Task goal — Condense the paragraph of the avant-underground passage below that begins "While mainstream pop" into a short bulleted list that keeps its main points.

Extract provided —
________________
If you’d asked me a year ago which artists best exemplified the state
of the contemporary avant-underground, I’d have said Daniel Lopatin and
James Ferraro, and left it that. No doubt about it. Today, I’d want to
add Daniel Martin-McCormick to the list.
While mainstream pop is busy converging on a single mutant mega-genre
— euro-dance, feat. R&B, feat. hip-hop, feat. rock, feat.
euro-dance, feat. R&B — elsewhere the name of the game is radical
eclecticism and artistic self-difference. Multiple projects and
personae. #keeponmoving @changenotevolution. N E V E R S E T T L E. And
the attitude always seems very deliberate, studied. The musical
sensibility I’m getting at here always seems to have an agenda. This is the era of the concept musician, the PhDJ and their necessary foil the academicritic.
________________
Information shown —
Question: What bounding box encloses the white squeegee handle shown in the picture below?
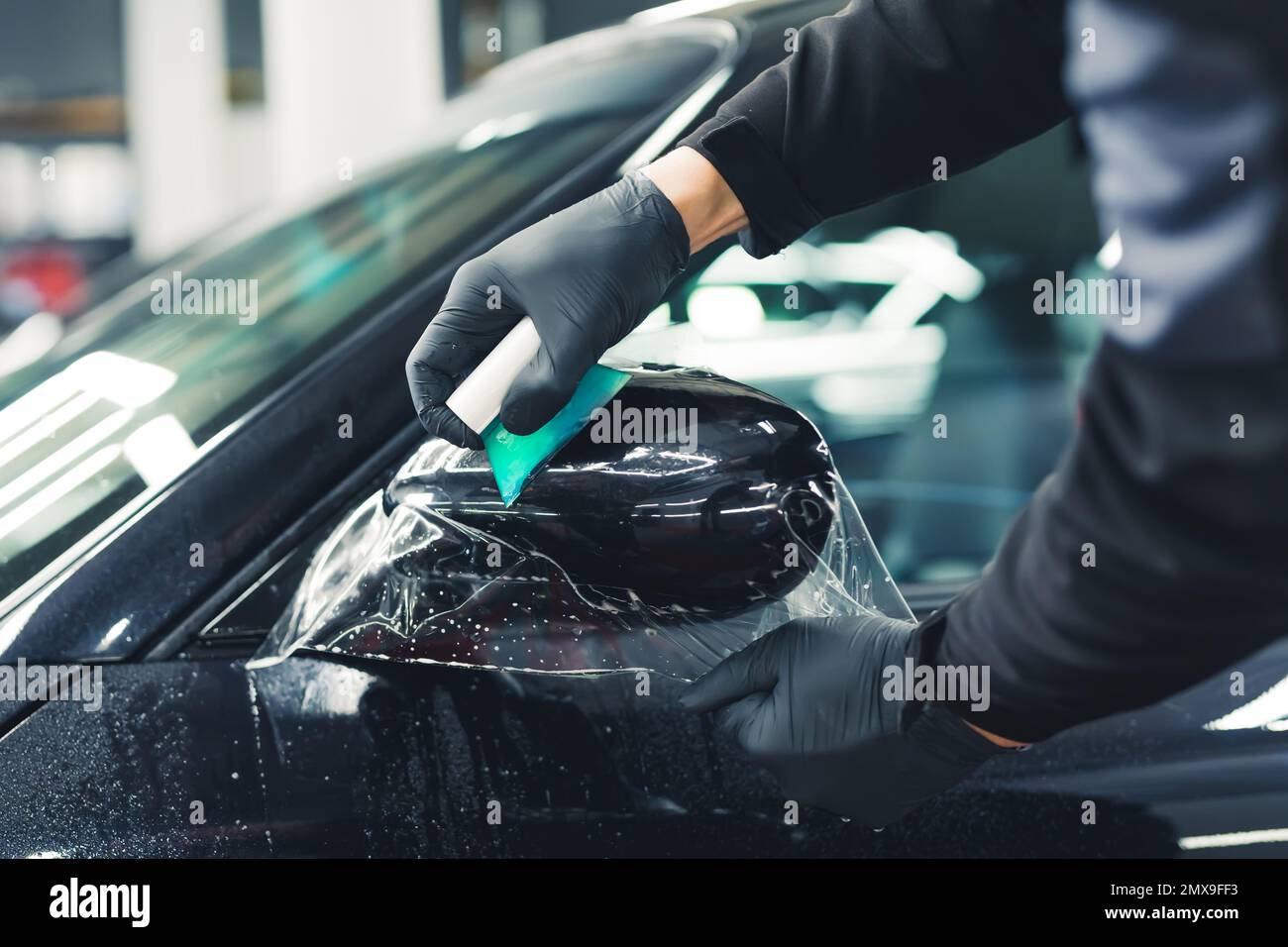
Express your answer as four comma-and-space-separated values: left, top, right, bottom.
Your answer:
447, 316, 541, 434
________________
Correct result —
- Mainstream pop is converging on a single mutant mega-genre that blends euro-dance, R&B, hip-hop and rock.
- Elsewhere, the aim is radical eclecticism and artistic self-difference, with multiple projects and personae and constant change instead of settling.
- This attitude seems deliberate and studied, and the musical sensibility behind it has an agenda.
- It is the era of the concept musician, the PhDJ, and its necessary foil, the academicritic.